━━━━━ Quoted passage

BEACH PARK, Ill. (CBS) — A veteran sheriff’s deputy rushed to the scene of an accident early Monday, knowing he had only seconds to save a man’s arm and possibly his life.
As CBS 2’s Jeremy Ross reported, the victim was walking and was hit by a car in the far north suburban village of Beach Park. It all happened around 5:50 a.m.
The man was found lying in the grass – the injuries including a partial amputation that was described as life-threatening.
“It was somewhat of a chaotic scene,” said Lake County Deputy Sheriff Stephen Campobasso. “The driver who had struck him was upset about it.”
Early Monday morning at Sheridan Road near York House Road, a series of firsts for Campobasso took place.
“One of the first times I was actually able to be there that quickly to actually render aid,” he said.
Campobasso happened to be just about a minute away from the scene at that time – as a matter just of pure luck.
It was especially lucky for the 30-year-old Waukegan man who was walking in the roadway when he was hit by a driver.
Campobasso, a 13-year veteran of the department, helped with the aftermath. It was a scene he may never forget.
“I do see a lot of horrific stuff. This is up there. It was very nasty,” Campobasso said. “I could see almost through his whole arm and there was a vast amount of blood.”
He used a tourniquet to stop the intense bleeding until paramedics arrived.

━━━━━━━━━━

▶ Things to do:
A – Please list every town, road, and county named in the news report.
B – According to the news report, what did Campobasso use to stop the bleeding until paramedics arrived?

━━━━━ Data excerpts

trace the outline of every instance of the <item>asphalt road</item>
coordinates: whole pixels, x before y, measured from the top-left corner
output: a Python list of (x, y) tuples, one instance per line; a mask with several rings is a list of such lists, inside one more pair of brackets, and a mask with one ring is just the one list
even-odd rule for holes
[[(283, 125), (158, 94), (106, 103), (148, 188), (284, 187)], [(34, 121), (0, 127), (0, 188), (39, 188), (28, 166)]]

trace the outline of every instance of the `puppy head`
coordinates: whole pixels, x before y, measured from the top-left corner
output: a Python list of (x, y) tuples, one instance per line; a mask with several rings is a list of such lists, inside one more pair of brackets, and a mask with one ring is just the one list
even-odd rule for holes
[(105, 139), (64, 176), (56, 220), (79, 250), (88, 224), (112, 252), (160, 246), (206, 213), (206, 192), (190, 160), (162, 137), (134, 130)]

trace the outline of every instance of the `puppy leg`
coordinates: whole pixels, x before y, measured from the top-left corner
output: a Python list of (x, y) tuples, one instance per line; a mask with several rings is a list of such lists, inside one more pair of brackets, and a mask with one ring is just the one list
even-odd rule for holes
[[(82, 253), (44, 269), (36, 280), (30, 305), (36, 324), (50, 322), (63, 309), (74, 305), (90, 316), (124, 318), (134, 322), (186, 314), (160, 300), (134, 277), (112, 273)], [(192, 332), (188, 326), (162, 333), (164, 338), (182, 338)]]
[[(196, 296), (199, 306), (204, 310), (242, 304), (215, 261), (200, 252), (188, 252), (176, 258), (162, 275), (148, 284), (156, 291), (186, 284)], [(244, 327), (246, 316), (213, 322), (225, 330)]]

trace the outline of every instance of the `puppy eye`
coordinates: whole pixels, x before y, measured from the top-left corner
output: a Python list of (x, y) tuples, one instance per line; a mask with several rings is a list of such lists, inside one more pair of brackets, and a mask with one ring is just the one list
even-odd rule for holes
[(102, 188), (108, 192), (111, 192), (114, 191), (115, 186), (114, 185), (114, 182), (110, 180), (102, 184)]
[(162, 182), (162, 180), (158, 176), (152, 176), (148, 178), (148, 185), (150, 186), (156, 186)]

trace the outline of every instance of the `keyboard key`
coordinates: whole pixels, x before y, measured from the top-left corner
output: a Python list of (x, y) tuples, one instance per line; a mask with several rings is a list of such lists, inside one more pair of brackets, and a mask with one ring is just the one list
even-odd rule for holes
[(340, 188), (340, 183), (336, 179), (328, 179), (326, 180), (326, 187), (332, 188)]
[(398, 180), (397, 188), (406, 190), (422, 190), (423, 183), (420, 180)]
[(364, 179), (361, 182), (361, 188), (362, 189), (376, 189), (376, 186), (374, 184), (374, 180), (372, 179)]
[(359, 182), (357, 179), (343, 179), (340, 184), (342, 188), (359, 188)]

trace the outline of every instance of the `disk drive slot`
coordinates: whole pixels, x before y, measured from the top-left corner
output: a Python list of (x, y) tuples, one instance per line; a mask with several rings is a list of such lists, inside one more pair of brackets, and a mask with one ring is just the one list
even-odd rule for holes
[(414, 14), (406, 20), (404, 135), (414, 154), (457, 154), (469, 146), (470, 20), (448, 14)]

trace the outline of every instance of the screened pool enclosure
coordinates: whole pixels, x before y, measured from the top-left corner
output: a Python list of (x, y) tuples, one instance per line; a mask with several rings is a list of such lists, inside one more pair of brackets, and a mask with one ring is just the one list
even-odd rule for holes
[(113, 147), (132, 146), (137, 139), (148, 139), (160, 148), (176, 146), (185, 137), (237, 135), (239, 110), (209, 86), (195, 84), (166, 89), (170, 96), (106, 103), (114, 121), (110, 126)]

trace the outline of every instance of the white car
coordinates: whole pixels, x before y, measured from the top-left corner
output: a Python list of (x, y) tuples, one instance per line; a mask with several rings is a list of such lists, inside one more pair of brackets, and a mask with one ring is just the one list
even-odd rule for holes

━━━━━━━━━━

▶ Per-task outputs:
A – Beach Park, Sheridan Road, York House Road, Waukegan, Lake County

B – A tourniquet.